━━━━━ Supplied data

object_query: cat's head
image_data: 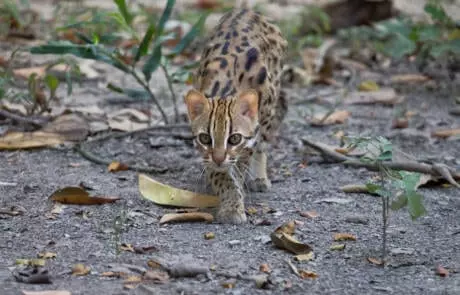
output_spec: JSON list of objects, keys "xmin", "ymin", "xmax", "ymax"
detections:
[{"xmin": 184, "ymin": 89, "xmax": 259, "ymax": 171}]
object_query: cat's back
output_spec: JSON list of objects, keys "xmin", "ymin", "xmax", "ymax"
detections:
[{"xmin": 194, "ymin": 9, "xmax": 287, "ymax": 98}]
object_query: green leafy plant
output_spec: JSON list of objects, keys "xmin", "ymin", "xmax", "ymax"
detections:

━━━━━━━━━━

● **Task statement**
Pictures aside, retype the entries above exactly as they are.

● **Result for this exercise**
object_query: cat's head
image_data: 
output_spec: JSON list of objects, keys "xmin", "ymin", "xmax", "ymax"
detections:
[{"xmin": 184, "ymin": 89, "xmax": 259, "ymax": 171}]
object_query: cat's back
output_spec: JSON list of objects, keys "xmin", "ymin", "xmax", "ymax"
detections:
[{"xmin": 194, "ymin": 9, "xmax": 287, "ymax": 98}]
object_query: green leafy plant
output_spec: JSON list of objects, keys "xmin", "ymin", "xmax", "ymax"
detections:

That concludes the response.